_Requirement_
Here is the task for the records below: repeat exactly the lines from the one with "TARGET = gray wall" to the one with "TARGET = countertop", both included, and nothing else.

★ ★ ★ ★ ★ ★ ★

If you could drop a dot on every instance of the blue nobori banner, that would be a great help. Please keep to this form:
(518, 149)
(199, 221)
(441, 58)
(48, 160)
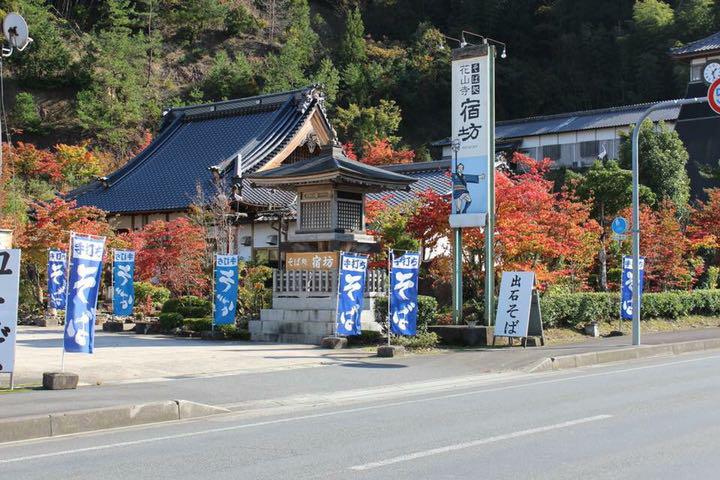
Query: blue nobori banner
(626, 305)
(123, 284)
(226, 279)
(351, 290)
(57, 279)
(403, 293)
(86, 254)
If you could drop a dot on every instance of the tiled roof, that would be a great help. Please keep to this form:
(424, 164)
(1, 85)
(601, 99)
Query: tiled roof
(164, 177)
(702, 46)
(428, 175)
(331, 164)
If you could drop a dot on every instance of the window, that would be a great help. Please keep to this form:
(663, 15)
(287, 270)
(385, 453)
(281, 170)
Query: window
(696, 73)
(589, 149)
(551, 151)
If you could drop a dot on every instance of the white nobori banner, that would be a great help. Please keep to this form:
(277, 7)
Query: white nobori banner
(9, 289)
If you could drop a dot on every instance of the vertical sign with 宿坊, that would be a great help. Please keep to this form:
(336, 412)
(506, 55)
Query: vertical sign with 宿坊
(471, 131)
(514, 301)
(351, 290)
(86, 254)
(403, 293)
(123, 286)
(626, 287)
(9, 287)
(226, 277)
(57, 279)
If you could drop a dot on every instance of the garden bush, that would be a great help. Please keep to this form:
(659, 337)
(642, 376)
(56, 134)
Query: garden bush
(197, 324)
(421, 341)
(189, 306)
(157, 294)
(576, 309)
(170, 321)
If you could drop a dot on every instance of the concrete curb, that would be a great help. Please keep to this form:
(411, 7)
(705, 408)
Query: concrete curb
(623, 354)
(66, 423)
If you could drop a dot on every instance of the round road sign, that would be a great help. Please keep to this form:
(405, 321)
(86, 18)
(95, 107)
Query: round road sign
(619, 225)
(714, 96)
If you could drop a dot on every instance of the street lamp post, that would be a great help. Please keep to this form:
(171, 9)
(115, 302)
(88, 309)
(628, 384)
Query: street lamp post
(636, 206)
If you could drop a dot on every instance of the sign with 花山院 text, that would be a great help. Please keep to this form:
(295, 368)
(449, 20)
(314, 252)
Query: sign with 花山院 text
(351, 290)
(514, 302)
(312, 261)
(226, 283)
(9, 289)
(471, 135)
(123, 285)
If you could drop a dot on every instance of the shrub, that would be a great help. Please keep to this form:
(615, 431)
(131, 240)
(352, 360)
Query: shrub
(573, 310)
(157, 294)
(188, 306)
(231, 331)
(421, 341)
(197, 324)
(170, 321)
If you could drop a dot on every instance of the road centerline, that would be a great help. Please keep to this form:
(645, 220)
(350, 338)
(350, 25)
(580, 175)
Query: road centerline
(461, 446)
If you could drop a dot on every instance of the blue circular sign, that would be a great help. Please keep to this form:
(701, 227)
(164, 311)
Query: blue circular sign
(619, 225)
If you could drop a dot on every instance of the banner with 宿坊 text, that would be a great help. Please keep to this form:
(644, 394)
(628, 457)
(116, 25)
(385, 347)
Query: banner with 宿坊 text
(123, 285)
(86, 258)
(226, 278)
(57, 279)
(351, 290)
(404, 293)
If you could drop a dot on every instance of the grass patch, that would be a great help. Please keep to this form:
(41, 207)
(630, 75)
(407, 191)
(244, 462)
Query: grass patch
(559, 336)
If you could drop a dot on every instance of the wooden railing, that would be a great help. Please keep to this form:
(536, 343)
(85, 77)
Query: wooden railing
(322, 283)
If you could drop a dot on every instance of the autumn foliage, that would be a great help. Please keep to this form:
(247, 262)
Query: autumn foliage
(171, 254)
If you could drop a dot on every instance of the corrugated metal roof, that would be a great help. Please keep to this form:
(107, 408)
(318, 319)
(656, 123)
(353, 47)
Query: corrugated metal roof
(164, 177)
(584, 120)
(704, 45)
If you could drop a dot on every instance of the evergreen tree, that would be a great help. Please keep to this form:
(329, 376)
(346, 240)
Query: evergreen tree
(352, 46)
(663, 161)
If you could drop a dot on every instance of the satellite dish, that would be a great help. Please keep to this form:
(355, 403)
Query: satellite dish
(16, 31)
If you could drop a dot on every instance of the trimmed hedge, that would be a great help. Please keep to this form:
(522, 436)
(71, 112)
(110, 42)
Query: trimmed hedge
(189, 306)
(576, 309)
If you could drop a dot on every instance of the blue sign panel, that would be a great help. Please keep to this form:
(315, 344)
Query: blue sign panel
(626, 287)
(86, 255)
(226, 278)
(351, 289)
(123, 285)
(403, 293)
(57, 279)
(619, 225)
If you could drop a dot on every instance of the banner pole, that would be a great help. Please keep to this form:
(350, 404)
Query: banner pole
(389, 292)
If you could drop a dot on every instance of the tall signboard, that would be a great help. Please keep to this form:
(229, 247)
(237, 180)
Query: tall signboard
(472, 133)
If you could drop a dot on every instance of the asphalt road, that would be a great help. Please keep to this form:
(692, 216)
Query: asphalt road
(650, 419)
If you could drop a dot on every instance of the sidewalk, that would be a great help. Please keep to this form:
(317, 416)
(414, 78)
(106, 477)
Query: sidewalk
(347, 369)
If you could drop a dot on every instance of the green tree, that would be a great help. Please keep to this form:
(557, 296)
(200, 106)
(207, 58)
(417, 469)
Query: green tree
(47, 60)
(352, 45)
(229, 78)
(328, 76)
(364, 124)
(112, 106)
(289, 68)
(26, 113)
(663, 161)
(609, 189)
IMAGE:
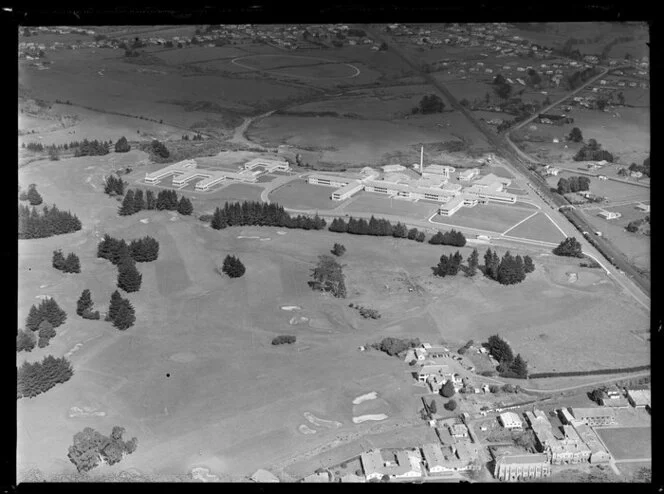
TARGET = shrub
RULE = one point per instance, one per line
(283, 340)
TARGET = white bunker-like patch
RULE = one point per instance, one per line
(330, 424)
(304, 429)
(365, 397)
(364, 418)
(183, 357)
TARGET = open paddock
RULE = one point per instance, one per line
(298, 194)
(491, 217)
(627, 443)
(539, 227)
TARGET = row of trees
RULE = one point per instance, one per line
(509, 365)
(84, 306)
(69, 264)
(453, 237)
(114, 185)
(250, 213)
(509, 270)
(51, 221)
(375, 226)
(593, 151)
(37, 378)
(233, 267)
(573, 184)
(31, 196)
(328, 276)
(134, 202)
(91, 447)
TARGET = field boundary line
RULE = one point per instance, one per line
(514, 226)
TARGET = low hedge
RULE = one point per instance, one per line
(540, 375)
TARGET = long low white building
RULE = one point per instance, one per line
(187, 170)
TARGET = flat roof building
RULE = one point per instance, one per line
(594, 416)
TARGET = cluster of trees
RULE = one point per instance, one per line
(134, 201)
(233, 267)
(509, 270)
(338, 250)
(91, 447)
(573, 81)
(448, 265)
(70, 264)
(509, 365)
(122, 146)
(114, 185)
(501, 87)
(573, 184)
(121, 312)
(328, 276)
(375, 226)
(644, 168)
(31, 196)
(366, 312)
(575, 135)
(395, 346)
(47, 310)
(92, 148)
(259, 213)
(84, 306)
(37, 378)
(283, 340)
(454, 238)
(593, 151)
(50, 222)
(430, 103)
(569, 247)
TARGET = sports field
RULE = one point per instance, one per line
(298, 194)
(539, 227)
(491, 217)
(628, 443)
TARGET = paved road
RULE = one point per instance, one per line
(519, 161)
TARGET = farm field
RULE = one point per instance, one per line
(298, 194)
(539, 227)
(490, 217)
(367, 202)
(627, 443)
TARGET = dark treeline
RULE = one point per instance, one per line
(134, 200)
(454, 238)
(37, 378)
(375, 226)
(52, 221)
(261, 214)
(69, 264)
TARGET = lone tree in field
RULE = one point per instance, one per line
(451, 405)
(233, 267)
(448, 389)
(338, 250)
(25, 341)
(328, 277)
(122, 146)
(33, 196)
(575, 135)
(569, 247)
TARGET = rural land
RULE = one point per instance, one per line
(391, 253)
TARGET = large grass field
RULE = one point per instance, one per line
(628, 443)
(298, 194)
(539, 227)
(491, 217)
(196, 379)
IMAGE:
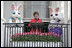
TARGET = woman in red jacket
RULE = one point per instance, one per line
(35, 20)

★ ★ ★ ★ ★ ★ ★

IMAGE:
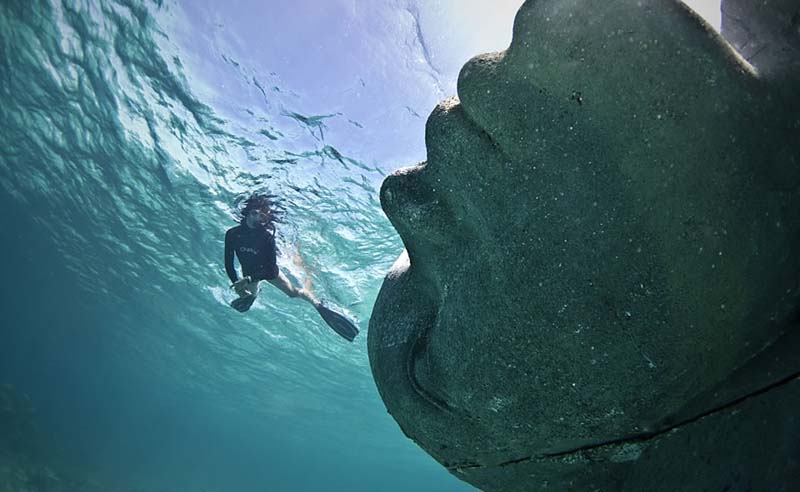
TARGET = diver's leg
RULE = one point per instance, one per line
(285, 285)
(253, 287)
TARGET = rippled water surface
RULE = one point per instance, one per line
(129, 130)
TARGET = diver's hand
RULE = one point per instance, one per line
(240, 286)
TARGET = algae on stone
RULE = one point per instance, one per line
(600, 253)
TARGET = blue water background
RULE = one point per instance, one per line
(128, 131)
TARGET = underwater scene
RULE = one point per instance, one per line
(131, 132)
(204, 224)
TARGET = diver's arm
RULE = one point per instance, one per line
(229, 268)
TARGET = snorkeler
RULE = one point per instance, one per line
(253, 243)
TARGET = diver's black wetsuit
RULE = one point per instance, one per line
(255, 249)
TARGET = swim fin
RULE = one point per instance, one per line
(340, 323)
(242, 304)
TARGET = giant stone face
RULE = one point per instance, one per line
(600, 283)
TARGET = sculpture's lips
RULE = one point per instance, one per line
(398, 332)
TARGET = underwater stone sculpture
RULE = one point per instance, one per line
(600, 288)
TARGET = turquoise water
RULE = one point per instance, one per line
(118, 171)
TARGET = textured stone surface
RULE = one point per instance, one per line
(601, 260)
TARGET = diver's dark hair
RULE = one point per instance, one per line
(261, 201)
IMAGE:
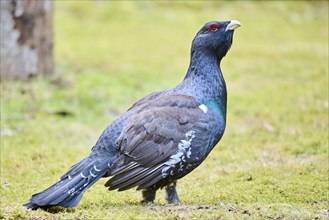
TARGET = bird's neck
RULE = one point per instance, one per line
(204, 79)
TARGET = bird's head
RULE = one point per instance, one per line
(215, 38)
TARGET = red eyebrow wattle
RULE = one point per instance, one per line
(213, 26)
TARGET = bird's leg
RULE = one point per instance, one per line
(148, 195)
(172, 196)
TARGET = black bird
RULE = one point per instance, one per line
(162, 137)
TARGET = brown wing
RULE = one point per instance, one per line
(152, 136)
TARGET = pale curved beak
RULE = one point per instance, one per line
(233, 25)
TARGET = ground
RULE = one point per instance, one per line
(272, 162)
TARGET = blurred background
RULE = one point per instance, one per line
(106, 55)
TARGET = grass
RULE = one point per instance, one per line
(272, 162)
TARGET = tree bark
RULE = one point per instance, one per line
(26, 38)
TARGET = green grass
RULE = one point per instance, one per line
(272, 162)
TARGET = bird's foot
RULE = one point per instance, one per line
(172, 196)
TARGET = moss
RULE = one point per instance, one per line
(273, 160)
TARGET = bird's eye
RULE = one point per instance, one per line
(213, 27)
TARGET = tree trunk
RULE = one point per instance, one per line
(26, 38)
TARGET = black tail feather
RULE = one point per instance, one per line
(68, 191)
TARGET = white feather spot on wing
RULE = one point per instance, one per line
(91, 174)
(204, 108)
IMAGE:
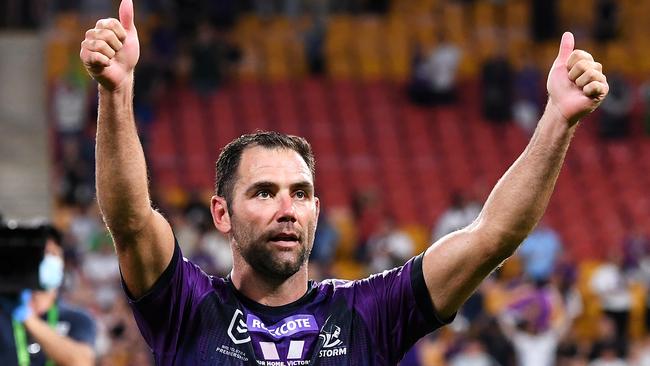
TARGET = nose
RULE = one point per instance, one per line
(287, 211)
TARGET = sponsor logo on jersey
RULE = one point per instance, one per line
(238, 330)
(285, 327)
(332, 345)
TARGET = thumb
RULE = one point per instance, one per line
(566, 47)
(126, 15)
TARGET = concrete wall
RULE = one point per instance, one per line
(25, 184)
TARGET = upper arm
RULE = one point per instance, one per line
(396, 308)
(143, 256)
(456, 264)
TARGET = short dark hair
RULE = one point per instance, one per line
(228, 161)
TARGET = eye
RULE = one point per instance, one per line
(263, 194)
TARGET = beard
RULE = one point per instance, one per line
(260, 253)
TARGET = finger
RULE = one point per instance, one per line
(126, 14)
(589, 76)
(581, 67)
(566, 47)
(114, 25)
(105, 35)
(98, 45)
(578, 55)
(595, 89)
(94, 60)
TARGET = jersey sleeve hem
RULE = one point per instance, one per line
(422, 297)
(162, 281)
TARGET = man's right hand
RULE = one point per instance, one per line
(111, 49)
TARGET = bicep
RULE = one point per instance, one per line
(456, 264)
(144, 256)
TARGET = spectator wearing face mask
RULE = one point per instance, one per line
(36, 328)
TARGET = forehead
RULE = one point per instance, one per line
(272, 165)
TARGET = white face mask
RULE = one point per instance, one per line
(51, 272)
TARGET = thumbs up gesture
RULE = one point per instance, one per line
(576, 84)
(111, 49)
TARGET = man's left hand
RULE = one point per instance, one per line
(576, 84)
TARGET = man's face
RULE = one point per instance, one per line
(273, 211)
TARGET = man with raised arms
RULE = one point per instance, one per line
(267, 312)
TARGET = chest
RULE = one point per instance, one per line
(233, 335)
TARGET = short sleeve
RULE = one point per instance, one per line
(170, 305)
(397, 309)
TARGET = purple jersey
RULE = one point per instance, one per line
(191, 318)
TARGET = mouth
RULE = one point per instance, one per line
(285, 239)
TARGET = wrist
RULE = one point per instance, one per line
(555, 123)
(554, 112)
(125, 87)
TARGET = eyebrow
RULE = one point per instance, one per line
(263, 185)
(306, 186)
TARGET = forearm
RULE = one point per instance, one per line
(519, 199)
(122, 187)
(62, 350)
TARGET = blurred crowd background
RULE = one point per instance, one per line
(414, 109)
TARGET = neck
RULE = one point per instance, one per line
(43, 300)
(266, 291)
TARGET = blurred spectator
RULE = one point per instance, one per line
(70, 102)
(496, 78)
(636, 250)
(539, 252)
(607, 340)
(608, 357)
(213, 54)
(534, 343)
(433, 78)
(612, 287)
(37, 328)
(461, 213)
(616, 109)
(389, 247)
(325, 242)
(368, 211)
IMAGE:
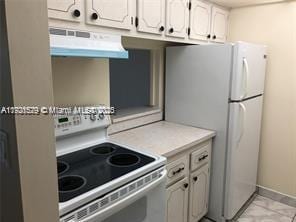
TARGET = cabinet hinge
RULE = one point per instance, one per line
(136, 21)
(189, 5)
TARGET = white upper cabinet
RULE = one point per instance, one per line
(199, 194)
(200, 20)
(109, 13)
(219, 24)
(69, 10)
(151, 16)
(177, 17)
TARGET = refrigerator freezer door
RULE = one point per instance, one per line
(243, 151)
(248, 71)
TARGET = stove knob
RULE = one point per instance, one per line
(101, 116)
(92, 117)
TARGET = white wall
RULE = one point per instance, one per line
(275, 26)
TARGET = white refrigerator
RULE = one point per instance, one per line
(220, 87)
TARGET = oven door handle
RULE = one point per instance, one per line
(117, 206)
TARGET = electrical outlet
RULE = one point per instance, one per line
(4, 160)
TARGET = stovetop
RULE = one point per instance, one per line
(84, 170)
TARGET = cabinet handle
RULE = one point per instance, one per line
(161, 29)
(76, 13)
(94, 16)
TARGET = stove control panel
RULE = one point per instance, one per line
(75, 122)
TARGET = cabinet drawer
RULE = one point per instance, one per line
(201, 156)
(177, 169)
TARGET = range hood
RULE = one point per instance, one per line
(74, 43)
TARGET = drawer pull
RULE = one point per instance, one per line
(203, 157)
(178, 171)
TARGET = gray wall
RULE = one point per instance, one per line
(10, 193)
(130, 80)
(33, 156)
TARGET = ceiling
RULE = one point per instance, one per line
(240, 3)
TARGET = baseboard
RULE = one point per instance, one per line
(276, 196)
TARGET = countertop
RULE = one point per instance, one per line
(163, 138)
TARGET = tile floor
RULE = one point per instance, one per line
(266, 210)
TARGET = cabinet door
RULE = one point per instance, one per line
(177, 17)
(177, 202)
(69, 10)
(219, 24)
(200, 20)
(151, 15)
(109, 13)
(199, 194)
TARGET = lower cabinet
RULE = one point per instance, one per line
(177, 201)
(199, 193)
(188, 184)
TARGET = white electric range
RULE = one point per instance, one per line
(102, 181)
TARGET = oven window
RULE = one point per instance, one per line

★ ★ ★ ★ ★ ★ ★

_Task solution_
TARGET = gray wall
RULE = one point per instance, one per line
(10, 193)
(130, 80)
(33, 156)
TARGET = ceiling
RULE = one point per instance, one per line
(240, 3)
TARGET = baseboard
RULE = one point per instance, one per line
(276, 196)
TARGET = countertop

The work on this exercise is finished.